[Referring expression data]

--*--

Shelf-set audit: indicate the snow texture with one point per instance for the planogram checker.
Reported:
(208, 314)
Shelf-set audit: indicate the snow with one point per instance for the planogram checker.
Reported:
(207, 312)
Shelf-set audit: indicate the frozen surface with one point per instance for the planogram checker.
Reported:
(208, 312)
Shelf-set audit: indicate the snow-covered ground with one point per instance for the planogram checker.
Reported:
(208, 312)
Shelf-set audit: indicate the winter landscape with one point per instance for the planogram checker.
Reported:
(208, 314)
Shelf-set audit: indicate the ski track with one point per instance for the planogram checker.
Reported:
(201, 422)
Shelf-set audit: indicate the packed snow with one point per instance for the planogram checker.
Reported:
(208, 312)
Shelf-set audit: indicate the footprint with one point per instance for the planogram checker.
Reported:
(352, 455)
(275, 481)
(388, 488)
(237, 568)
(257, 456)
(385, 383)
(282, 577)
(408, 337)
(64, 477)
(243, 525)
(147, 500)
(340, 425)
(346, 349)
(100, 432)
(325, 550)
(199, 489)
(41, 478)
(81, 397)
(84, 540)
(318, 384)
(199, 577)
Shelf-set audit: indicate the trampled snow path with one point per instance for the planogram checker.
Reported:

--*--

WHAT THIS TASK INVOLVES: Nothing may be omitted or altered; reproduce all of the entries.

EXPECTED OUTPUT:
Shelf-set audit: indicate the snow texture with one point per instance for the planogram checker.
Reported:
(208, 314)
Shelf-set audit: indicate the snow with one point per instance for the planogram checker.
Reported:
(207, 312)
Shelf-set audit: indicate the frozen surface with one point per instance for the planogram checker.
Reported:
(208, 312)
Shelf-set audit: indicate the snow-covered ground with one point per instance for the planogram checker.
Reported:
(208, 312)
Shelf-set audit: indicate the winter landscape with one point per instance for the planogram checker.
Reported:
(208, 314)
Shelf-set audit: indicate the ski track with one point per instance for the planogram checker.
Reported:
(201, 422)
Shelf-set audit: indicate the packed snow with one point per instance for the planogram checker.
Reported:
(208, 312)
Shelf-set audit: indicate the footprint with one point per instance for the planogram checker.
Reported:
(352, 455)
(275, 481)
(388, 488)
(237, 568)
(257, 456)
(385, 383)
(282, 577)
(408, 337)
(64, 477)
(243, 525)
(147, 500)
(340, 425)
(346, 349)
(100, 432)
(325, 550)
(199, 489)
(41, 478)
(81, 397)
(84, 540)
(318, 384)
(199, 577)
Shelf-set audit: indicate the trampled snow path with one point per instance for the planogram checker.
Reported:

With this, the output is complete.